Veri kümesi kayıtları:

+-------+

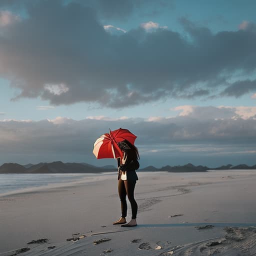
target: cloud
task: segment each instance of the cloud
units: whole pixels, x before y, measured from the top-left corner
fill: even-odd
[[[0,10],[0,28],[20,20],[20,18],[8,10]]]
[[[104,19],[126,20],[132,14],[140,16],[154,16],[156,14],[174,8],[174,0],[75,0],[85,6],[96,10]]]
[[[240,30],[245,30],[248,28],[249,24],[250,24],[249,22],[248,22],[247,20],[244,20],[239,25],[239,28]]]
[[[15,100],[40,97],[52,106],[83,102],[123,108],[160,99],[255,92],[255,80],[234,77],[238,72],[241,77],[254,74],[252,24],[214,34],[183,18],[187,36],[172,28],[148,33],[138,24],[116,36],[104,28],[100,13],[120,10],[122,4],[127,10],[132,5],[132,13],[136,2],[82,2],[20,1],[26,18],[0,35],[0,76],[20,92]],[[97,12],[94,4],[104,10]],[[145,28],[159,26],[150,22]]]
[[[46,84],[44,86],[44,90],[49,92],[54,95],[60,96],[62,94],[68,92],[70,88],[64,84]]]
[[[190,105],[178,106],[171,110],[180,111],[180,116],[206,120],[248,120],[256,116],[255,106],[199,106]]]
[[[118,36],[127,32],[126,30],[123,30],[122,28],[114,26],[112,25],[104,25],[103,27],[106,31],[109,32],[111,34]]]
[[[48,110],[54,108],[54,106],[36,106],[36,107],[38,110]]]
[[[239,97],[251,92],[254,92],[256,88],[256,80],[246,80],[237,81],[229,85],[222,94],[226,96]]]
[[[167,26],[160,26],[158,23],[153,22],[148,22],[145,23],[142,23],[140,24],[140,27],[148,32],[155,31],[158,28],[167,29],[168,28]]]
[[[136,145],[142,166],[170,164],[170,158],[172,162],[198,159],[200,164],[206,164],[206,159],[215,158],[216,166],[216,160],[224,156],[224,163],[228,164],[228,155],[236,156],[236,159],[240,156],[253,158],[255,154],[256,118],[252,115],[256,110],[246,108],[180,106],[176,110],[184,112],[175,117],[146,119],[88,116],[76,120],[59,116],[38,122],[6,120],[0,121],[0,154],[9,161],[18,158],[24,163],[61,160],[100,164],[92,154],[94,142],[110,128],[122,127],[138,136]],[[233,118],[234,116],[237,118]]]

+-------+

:: Görev ayrıntıları ::
Yukarıdaki listede "cloud" sözcüğünü içeren kaç satır bulunuyor? Yalnızca sayıyı yazın.

:: Görevin yanıtı ::
2